▶ [STATED EXERCISE]:
Translate this sentence from the sermon below into Spanish: "I can picture the questions in her head."

▶ [TEXT SECTION]:
━━━
Both Honest and True

(At this link, you will find a video of just the sermon and a page with the liturgy from the service.)

A sermon preached at the 2017 NEXT Church Conference in Kansas City. March 14, 2017

John 4: 15-18; 29

It’s a little jarring for me to tell only that small portion of the story of the woman at the well.

The first words we hear from her in this section of the passage elevate, for me, her desperation. Please, Jesus, I’m thirsty. I’m parched, deep in my soul, and I desperately want to not be thirsty anymore. I would also love to not have to keep coming back to this well, where the women give me the side eye, and decide they know everything about me, and exclude me because of the many ways I don’t measure up. I can’t keep coming back here. Give me this water.

And at first glance, it makes Jesus’ response—go, call your husband, and come back—almost insulting. It raises my hackles every time I read it. He doesn’t really think she wanted 5 husbands, did he? Surely he knows her powerlessness in this and yet this is the question he asks? She asks for living water, something which he brought up in the first place, don’t forget, and then he takes a turn and brings up the husband situation.

I will at least note that Jesus acknowledges, by asking her to bring back her husband, that a woman cannot be caught in the very act of adultery by herself, as some men will try to accuse another woman a few chapters later in this book. So, yay?

How did the thirsty woman—this desperately thirsty woman— hear Jesus’ question, I wonder?

I can picture the questions in her head.

Did he really just ask me about my husband?
Is he going to be just like everyone else and decide he knows everything there is to know about me without bothering to really know me?
How does he even know to ask me this question?
Why would I bring a husband to the well? Men don’t gather water.
Am I safe to be honest with him about my story? 
Is my story safe with this man?
What do I say?

Have you ever experienced something similar—where you weren’t sure how to respond to a question posed to you?

For me, this inner dialogue pops up when people ask me how many kids I have.

That may be an easy answer for some.
━━━
▶ [RECORD LIST]:
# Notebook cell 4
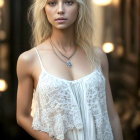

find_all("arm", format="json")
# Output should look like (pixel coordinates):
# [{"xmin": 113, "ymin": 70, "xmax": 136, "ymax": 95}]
[
  {"xmin": 101, "ymin": 48, "xmax": 123, "ymax": 140},
  {"xmin": 16, "ymin": 52, "xmax": 51, "ymax": 140}
]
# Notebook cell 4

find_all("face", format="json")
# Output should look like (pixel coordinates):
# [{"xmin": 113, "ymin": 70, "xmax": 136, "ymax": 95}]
[{"xmin": 45, "ymin": 0, "xmax": 78, "ymax": 29}]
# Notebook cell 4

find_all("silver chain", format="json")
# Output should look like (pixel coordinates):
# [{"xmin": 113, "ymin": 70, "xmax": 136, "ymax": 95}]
[{"xmin": 50, "ymin": 38, "xmax": 77, "ymax": 68}]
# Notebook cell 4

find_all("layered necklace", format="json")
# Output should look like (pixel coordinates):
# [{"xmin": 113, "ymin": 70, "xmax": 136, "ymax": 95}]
[{"xmin": 50, "ymin": 38, "xmax": 77, "ymax": 68}]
━━━
▶ [FULL OUTPUT]:
Puedo imaginarme las preguntas en su cabeza.